**TEXTO DADO**
• • •

Estas preguntas no pueden ser resueltas desde una única perspectiva profesional, sino desde la aplicación cruzada de diferentes disciplinas: derecho, neurocriminología y filosofía.

Adela Cortina, a quien estudiamos en la maestría de Filosofía Práctica de la Universidad de Panamá, nos plantea la necesidad de una ética mínima, en el sentido de identificar los principios básicos para garantizar la convivencia en las sociedades democráticas. Este ejercicio es similar al que plantea Rawls en su estructura básica de la sociedad. Esta búsqueda de los aspectos mínimos necesarios para garantizar la justicia, la igualdad y el respeto a la dignidad humana es, a su vez, el fundamento de lo que en el campo del derecho conocemos como derechos humanos.

Estos derechos "universales", "mínimos", se ven reconocidos, validados y protegidos por los Estados en tanto que estructuras de administración de un poder delegado por el pueblo, en virtud de un "contrato social". Desde la Teoría del Estado, este contrato está hecho a la medida para proteger a los ciudadanos del daño que se puedan producir entre ellos o en sus relaciones frente al Estado, como se aprecia desde el pensamiento contractualista de la Ilustración: respeto por los derechos humanos, separación de poderes y la creación de pesos y contrapesos.

Hasta aquí la teoría parece funcionar bien. Derechos como la libertad y la vida parecen valores mínimos que toda sociedad debe respetar, pero ¿qué sucede con aquellos incapaces de racionalizar dichos principios? No hablo aquí del criminal ordinario, sino de aquellos individuos con una configuración mental que no reconoce el valor de los juicios éticos como el bien o el mal.

• • •

**REGISTROS DE ENTRADA**
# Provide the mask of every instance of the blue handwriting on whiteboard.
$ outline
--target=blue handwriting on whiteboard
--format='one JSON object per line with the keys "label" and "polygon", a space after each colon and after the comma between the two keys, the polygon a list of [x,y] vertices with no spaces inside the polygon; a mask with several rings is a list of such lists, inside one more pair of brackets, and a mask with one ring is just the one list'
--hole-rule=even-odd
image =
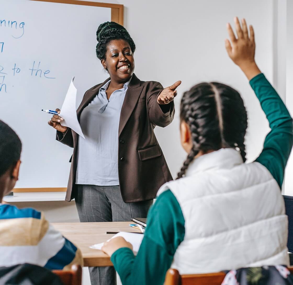
{"label": "blue handwriting on whiteboard", "polygon": [[[40,72],[38,74],[40,75],[40,77],[42,77],[42,74],[43,72],[42,70],[41,69],[39,69],[40,65],[41,64],[41,62],[39,62],[39,64],[38,65],[38,68],[34,68],[34,67],[35,67],[35,62],[34,61],[34,63],[33,65],[33,67],[31,68],[29,68],[29,69],[30,70],[32,71],[31,76],[32,76],[33,74],[35,75],[35,76],[36,76],[38,75],[38,72]],[[35,71],[35,72],[34,72]],[[45,77],[46,78],[49,78],[50,79],[54,79],[55,77],[49,77],[49,76],[47,76],[46,75],[46,74],[48,74],[50,72],[50,70],[46,70],[44,72],[43,72],[44,74],[44,77]]]}
{"label": "blue handwriting on whiteboard", "polygon": [[[24,22],[22,22],[18,24],[17,22],[16,21],[11,21],[9,20],[7,21],[6,20],[0,19],[0,27],[1,28],[8,27],[16,30],[20,29],[22,30],[22,34],[19,37],[15,37],[13,35],[12,35],[15,39],[19,39],[24,34],[25,23]],[[3,49],[3,46],[2,48]]]}
{"label": "blue handwriting on whiteboard", "polygon": [[12,70],[13,70],[13,76],[15,75],[16,72],[17,73],[19,73],[19,72],[20,72],[20,68],[19,67],[16,67],[16,63],[14,64],[14,68],[12,68]]}

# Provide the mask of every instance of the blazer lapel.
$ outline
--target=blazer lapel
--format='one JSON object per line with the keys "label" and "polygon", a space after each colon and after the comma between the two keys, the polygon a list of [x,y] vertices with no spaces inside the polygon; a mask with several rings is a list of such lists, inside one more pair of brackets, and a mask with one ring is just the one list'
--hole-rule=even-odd
{"label": "blazer lapel", "polygon": [[107,78],[103,83],[99,84],[96,87],[90,91],[88,91],[86,96],[83,98],[79,107],[76,110],[77,115],[77,119],[79,121],[80,117],[80,114],[82,110],[92,101],[93,99],[97,96],[99,93],[100,89],[110,80],[110,77]]}
{"label": "blazer lapel", "polygon": [[121,109],[118,131],[118,136],[121,134],[131,115],[143,88],[143,86],[140,86],[140,80],[134,73],[125,94],[124,101]]}

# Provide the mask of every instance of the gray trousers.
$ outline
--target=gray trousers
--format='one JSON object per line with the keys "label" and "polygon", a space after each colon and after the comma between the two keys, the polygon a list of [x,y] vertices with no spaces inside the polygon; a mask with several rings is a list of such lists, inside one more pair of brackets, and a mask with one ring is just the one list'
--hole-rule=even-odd
{"label": "gray trousers", "polygon": [[[130,221],[132,218],[146,217],[153,203],[149,200],[134,203],[123,201],[119,185],[77,185],[75,200],[79,220],[88,222]],[[89,267],[91,285],[115,285],[114,267]]]}

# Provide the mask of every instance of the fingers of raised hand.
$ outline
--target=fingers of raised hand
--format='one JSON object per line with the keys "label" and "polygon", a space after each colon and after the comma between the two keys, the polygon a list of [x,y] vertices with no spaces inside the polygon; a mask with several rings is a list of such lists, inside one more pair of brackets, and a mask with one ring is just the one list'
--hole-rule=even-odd
{"label": "fingers of raised hand", "polygon": [[246,24],[246,21],[244,18],[241,21],[242,23],[242,29],[243,31],[243,37],[247,39],[248,38],[248,30],[247,30],[247,26]]}
{"label": "fingers of raised hand", "polygon": [[168,104],[174,100],[177,95],[177,91],[172,91],[168,92],[167,94],[160,95],[158,97],[158,103],[160,105]]}
{"label": "fingers of raised hand", "polygon": [[242,39],[243,37],[243,31],[241,28],[238,17],[236,17],[234,18],[234,21],[235,22],[235,25],[236,26],[237,36],[239,39]]}
{"label": "fingers of raised hand", "polygon": [[232,47],[231,46],[230,41],[228,39],[226,39],[225,40],[225,47],[226,48],[226,50],[228,53],[228,54],[229,56],[231,55],[232,51]]}
{"label": "fingers of raised hand", "polygon": [[232,28],[229,23],[227,23],[227,30],[228,32],[228,34],[229,35],[229,37],[231,41],[233,43],[236,43],[237,41],[236,37],[234,34],[234,32],[232,30]]}
{"label": "fingers of raised hand", "polygon": [[172,84],[171,86],[170,86],[169,88],[171,90],[175,90],[181,84],[181,81],[178,80],[178,81],[176,81],[174,84]]}
{"label": "fingers of raised hand", "polygon": [[254,31],[253,28],[251,25],[249,25],[249,33],[250,34],[250,37],[249,38],[251,42],[254,43]]}

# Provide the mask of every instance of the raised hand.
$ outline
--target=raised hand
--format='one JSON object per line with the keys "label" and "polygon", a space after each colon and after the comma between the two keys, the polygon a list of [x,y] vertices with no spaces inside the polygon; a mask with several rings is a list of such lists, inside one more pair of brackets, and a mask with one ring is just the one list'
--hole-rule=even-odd
{"label": "raised hand", "polygon": [[[60,110],[59,109],[56,109],[56,111],[59,113],[60,113]],[[68,128],[67,127],[62,125],[60,123],[61,121],[63,120],[63,118],[62,118],[60,116],[53,115],[53,116],[51,118],[51,119],[48,122],[48,123],[57,130],[65,133],[67,130]]]}
{"label": "raised hand", "polygon": [[242,28],[237,17],[234,18],[237,37],[231,26],[227,24],[230,41],[225,40],[225,46],[228,55],[234,63],[242,69],[250,80],[260,73],[254,60],[255,43],[254,32],[252,26],[249,27],[249,34],[245,19],[241,21]]}
{"label": "raised hand", "polygon": [[179,80],[171,86],[163,89],[157,99],[158,103],[160,105],[163,105],[169,104],[173,101],[177,95],[177,91],[175,89],[181,84],[181,82]]}

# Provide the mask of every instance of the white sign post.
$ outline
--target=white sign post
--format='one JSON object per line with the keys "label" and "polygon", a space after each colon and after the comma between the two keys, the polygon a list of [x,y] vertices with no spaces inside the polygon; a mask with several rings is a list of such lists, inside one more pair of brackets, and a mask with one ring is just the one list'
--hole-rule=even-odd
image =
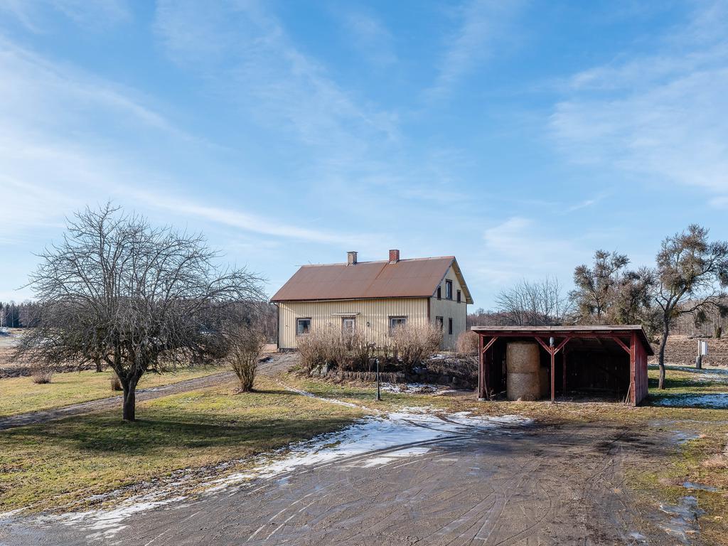
{"label": "white sign post", "polygon": [[698,370],[703,368],[703,357],[708,355],[708,341],[698,340],[697,341],[697,358],[695,359],[695,368]]}

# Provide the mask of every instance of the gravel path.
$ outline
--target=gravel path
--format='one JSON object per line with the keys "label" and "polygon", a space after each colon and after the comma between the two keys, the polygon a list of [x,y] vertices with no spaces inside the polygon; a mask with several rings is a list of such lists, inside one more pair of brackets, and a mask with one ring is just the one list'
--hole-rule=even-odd
{"label": "gravel path", "polygon": [[[298,355],[290,353],[274,353],[264,358],[258,365],[258,373],[263,376],[272,377],[277,373],[287,371],[291,365],[298,362]],[[197,377],[194,379],[186,379],[168,385],[155,387],[150,389],[138,389],[136,392],[137,402],[159,398],[162,396],[177,395],[198,389],[205,389],[208,387],[226,383],[234,378],[234,374],[230,371],[213,373],[204,377]],[[78,404],[66,405],[62,408],[33,411],[28,414],[20,414],[9,417],[0,419],[0,430],[24,427],[28,424],[38,424],[54,419],[60,419],[74,415],[89,414],[94,411],[102,411],[122,407],[122,397],[112,396],[108,398],[82,402]]]}

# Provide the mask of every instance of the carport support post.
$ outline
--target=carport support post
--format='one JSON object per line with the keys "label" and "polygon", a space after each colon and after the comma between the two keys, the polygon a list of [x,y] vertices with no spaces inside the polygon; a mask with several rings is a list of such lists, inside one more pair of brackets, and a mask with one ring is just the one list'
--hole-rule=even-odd
{"label": "carport support post", "polygon": [[483,401],[486,399],[486,389],[483,384],[483,376],[485,375],[486,355],[483,349],[483,336],[482,333],[478,334],[478,400]]}
{"label": "carport support post", "polygon": [[563,384],[561,386],[561,396],[566,395],[566,349],[563,349],[563,352],[561,353],[561,380]]}
{"label": "carport support post", "polygon": [[553,338],[548,339],[549,352],[551,354],[551,401],[556,400],[556,387],[554,376],[556,374],[556,352],[553,350]]}

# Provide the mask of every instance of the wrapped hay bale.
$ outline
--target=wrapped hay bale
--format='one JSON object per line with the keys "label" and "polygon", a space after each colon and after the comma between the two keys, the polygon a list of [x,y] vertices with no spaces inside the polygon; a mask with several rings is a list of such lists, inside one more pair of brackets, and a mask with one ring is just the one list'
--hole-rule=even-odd
{"label": "wrapped hay bale", "polygon": [[511,341],[506,348],[509,373],[538,373],[541,365],[539,346],[535,341]]}
{"label": "wrapped hay bale", "polygon": [[534,400],[541,397],[538,373],[509,373],[507,381],[508,400]]}
{"label": "wrapped hay bale", "polygon": [[534,400],[541,397],[539,346],[513,341],[506,348],[506,394],[510,400]]}

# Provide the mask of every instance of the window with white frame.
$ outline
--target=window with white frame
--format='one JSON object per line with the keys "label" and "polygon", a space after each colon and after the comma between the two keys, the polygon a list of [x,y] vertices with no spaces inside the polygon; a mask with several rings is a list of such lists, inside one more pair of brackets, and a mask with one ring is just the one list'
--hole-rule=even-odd
{"label": "window with white frame", "polygon": [[407,324],[406,317],[389,317],[389,333]]}
{"label": "window with white frame", "polygon": [[311,319],[300,318],[296,320],[296,335],[304,336],[311,331]]}

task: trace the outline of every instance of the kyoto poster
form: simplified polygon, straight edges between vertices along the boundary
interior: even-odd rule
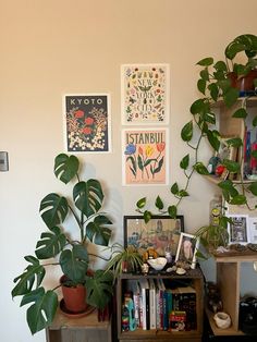
[[[121,66],[123,124],[168,124],[170,97],[169,64]]]
[[[169,174],[167,129],[122,131],[123,185],[166,185]]]
[[[64,131],[66,150],[109,152],[110,98],[108,95],[65,95]]]

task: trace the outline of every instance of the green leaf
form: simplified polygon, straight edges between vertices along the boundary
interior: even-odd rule
[[[232,117],[245,119],[247,117],[247,111],[244,108],[240,108],[232,114]]]
[[[180,162],[180,167],[183,170],[186,170],[188,168],[189,164],[189,155],[186,155],[185,157],[182,158],[181,162]]]
[[[87,218],[98,212],[103,201],[100,182],[93,179],[78,182],[73,188],[73,199],[77,209]]]
[[[179,193],[179,185],[178,183],[174,183],[172,186],[171,186],[171,193],[173,195],[176,195]]]
[[[197,162],[195,166],[194,166],[194,169],[196,170],[197,173],[199,174],[209,174],[207,168],[203,164],[203,162]]]
[[[45,268],[34,256],[29,255],[26,256],[24,259],[32,265],[28,265],[25,271],[13,280],[13,282],[16,283],[16,285],[12,290],[13,297],[29,293],[33,286],[35,286],[36,289],[40,286],[46,273]]]
[[[189,142],[193,137],[193,121],[187,122],[181,131],[183,142]]]
[[[230,200],[231,205],[236,205],[236,206],[245,205],[246,203],[247,203],[247,199],[244,195],[236,195]]]
[[[138,199],[137,203],[136,203],[136,207],[138,209],[143,209],[145,207],[145,205],[146,205],[146,197],[143,197],[143,198]]]
[[[88,268],[86,247],[74,245],[60,255],[60,265],[63,273],[74,283],[83,283]]]
[[[248,190],[252,192],[253,195],[257,196],[257,182],[250,183]]]
[[[240,96],[240,91],[235,88],[229,88],[224,94],[223,94],[223,99],[224,103],[227,107],[233,106],[237,98]]]
[[[200,65],[200,66],[209,66],[209,65],[213,64],[213,58],[212,57],[204,58],[203,60],[200,60],[196,64]]]
[[[58,194],[49,194],[42,198],[39,212],[47,227],[52,229],[65,220],[69,212],[68,200]]]
[[[257,87],[257,85],[256,85]],[[256,127],[257,126],[257,115],[253,119],[253,126]]]
[[[143,216],[144,216],[145,223],[148,223],[150,221],[150,219],[151,219],[151,212],[148,211],[148,210],[145,210]]]
[[[240,163],[236,162],[236,161],[233,161],[233,160],[230,160],[230,159],[224,159],[223,160],[223,164],[232,173],[240,172]]]
[[[32,333],[36,333],[51,325],[58,308],[58,295],[53,291],[45,293],[38,288],[23,296],[21,306],[34,303],[27,309],[27,325]]]
[[[53,227],[51,232],[41,234],[41,240],[36,246],[36,256],[38,259],[48,259],[58,255],[66,243],[66,236],[61,232],[59,227]]]
[[[162,199],[160,198],[160,196],[158,195],[156,197],[156,203],[155,203],[156,207],[159,209],[159,210],[162,210],[164,208],[164,205],[163,205],[163,201]]]
[[[191,113],[193,115],[201,113],[201,112],[207,112],[209,109],[208,103],[206,102],[206,99],[197,99],[191,105]]]
[[[112,222],[105,215],[97,216],[86,227],[87,237],[96,245],[108,246],[111,237],[111,230],[108,228],[110,224]]]
[[[69,183],[78,171],[79,162],[77,157],[65,154],[58,155],[54,159],[54,174],[63,183]]]
[[[241,147],[243,146],[243,141],[240,137],[234,137],[225,141],[229,146]]]
[[[86,276],[86,302],[103,309],[113,294],[111,271],[96,270],[93,277]]]
[[[217,131],[207,131],[207,138],[210,143],[210,145],[212,146],[212,148],[218,151],[220,148],[220,141],[218,138],[218,134]]]
[[[168,207],[168,213],[169,213],[169,216],[170,216],[172,219],[175,219],[175,218],[176,218],[176,211],[178,211],[176,206],[169,206],[169,207]]]
[[[203,78],[199,78],[197,82],[197,88],[198,90],[205,95],[205,89],[206,89],[206,81]]]

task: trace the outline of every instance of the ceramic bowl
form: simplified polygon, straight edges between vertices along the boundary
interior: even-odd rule
[[[164,257],[158,257],[156,259],[148,259],[147,262],[155,270],[160,271],[164,268],[167,264],[167,259]]]

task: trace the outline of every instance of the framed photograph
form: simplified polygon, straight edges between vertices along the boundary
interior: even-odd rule
[[[169,64],[121,65],[122,124],[169,123]]]
[[[229,243],[245,245],[250,242],[248,215],[229,215]]]
[[[122,130],[123,185],[167,185],[168,129]]]
[[[65,95],[63,107],[66,151],[111,151],[111,114],[108,94]]]
[[[199,240],[195,235],[181,233],[175,261],[185,261],[191,265],[191,268],[196,267],[196,252],[199,247]]]
[[[184,217],[172,219],[169,216],[152,216],[145,223],[143,216],[124,216],[124,246],[133,245],[136,248],[152,247],[160,256],[164,256],[168,245],[172,246],[175,256],[180,233],[184,231]]]

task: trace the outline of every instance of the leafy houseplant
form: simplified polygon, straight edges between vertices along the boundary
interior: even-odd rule
[[[235,62],[238,54],[245,54],[245,63]],[[168,213],[175,218],[178,207],[182,199],[189,196],[188,187],[192,175],[197,172],[203,175],[209,175],[209,171],[205,163],[199,160],[199,150],[203,142],[208,142],[213,151],[218,152],[220,148],[221,134],[218,131],[216,123],[217,117],[213,112],[213,107],[217,102],[223,101],[227,108],[232,108],[232,117],[236,120],[243,120],[243,125],[246,126],[247,100],[250,96],[257,95],[257,74],[254,74],[252,81],[252,88],[248,91],[241,91],[237,88],[238,84],[234,83],[231,73],[235,74],[236,80],[245,78],[249,72],[256,72],[257,69],[257,36],[245,34],[233,39],[224,50],[224,60],[215,61],[213,58],[208,57],[201,59],[197,65],[201,66],[199,78],[197,81],[197,88],[201,96],[196,99],[191,106],[192,119],[182,127],[181,137],[183,142],[191,148],[191,154],[187,154],[181,159],[180,168],[185,175],[184,186],[180,186],[176,182],[172,184],[170,192],[175,198],[175,203],[164,207],[163,200],[158,195],[156,197],[155,206],[159,213]],[[241,108],[233,111],[233,106],[244,96]],[[257,117],[253,119],[253,126],[257,126]],[[244,137],[233,137],[227,141],[228,145],[234,148],[241,148],[243,151]],[[257,152],[252,151],[252,157],[257,158]],[[240,184],[235,185],[231,180],[220,181],[218,186],[222,191],[224,199],[231,205],[246,205],[246,193],[250,192],[257,196],[257,182],[245,184],[243,178],[243,162],[244,151],[240,160],[231,159],[223,160],[223,164],[231,173],[240,174]],[[249,206],[248,206],[249,208]],[[249,208],[255,209],[255,208]],[[136,211],[144,215],[145,221],[151,218],[151,211],[147,209],[147,198],[143,197],[136,203]],[[208,243],[217,247],[217,243],[227,245],[228,239],[225,236],[227,225],[230,220],[222,216],[218,227],[203,227],[197,234],[205,245]]]
[[[115,251],[108,262],[107,271],[112,271],[114,279],[122,272],[136,272],[143,265],[143,256],[134,246],[123,247],[115,244]]]
[[[14,279],[12,296],[23,296],[21,306],[32,304],[27,309],[27,323],[35,333],[49,326],[58,307],[54,290],[42,285],[48,266],[57,265],[66,279],[66,285],[77,284],[86,288],[86,302],[98,308],[105,308],[112,294],[112,273],[96,270],[88,273],[88,244],[108,246],[111,237],[111,220],[101,212],[103,192],[98,180],[81,181],[77,157],[61,154],[54,160],[54,174],[64,184],[77,179],[73,187],[72,199],[57,193],[42,198],[39,212],[48,227],[37,242],[35,256],[25,256],[28,266]],[[74,240],[62,227],[68,217],[73,217],[78,231]],[[52,258],[54,258],[52,260]],[[44,260],[50,259],[49,262]],[[56,261],[57,260],[57,261]],[[84,298],[85,300],[85,298]]]

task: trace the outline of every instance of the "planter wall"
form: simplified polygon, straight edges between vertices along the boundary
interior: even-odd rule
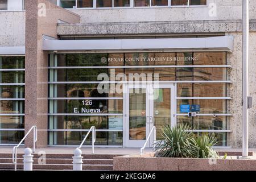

• • •

**TAREAS A REALIZAR**
(1) Transcribe sin cambios, de los registros, el tramo que va desde la línea que contiene "# Provide the mask of every instance of the blazer" hasta la línea que contiene "--target=blazer lapel", ambas incluidas.
(2) Retoma el texto sobre la ética mínima y los derechos humanos a partir de su última oración.

**RESPUESTAS DEL EJERCICIO**
(1)
# Provide the mask of every instance of the blazer lapel.
$ outline
--target=blazer lapel

(2)
Es aquí donde la filosofía se queda corta, pues en todas estas teorías contractualistas y éticas se excluye de plano a las personas sin capacidad para razonar. Irónicamente, estas personas  son beneficiarias del respeto de los principios allí establecidos. Es por esto que, desde la óptica del garantismo constitucional, los derechos fundamentales no se ven suspendidos pese a tratarse de los peores criminales: terroristas, asesinos y violadores en serie.

¿Será por esto que nos sentimos tan impotentes? ¿Es por esto que parece que la justicia se queda corta?

Desde la perspectiva de la neurocriminología, estas personas tienen una capacidad disminuida para realizar juicios éticos. Su lóbulo frontal tiene una actividad mínima, si no inexistente. La pregunta sobre el bien y el mal no es relevante y ni siquiera despierta un ápice de remordimiento. Para estos criminales, pensar sus delitos es como elegir la distracción del día.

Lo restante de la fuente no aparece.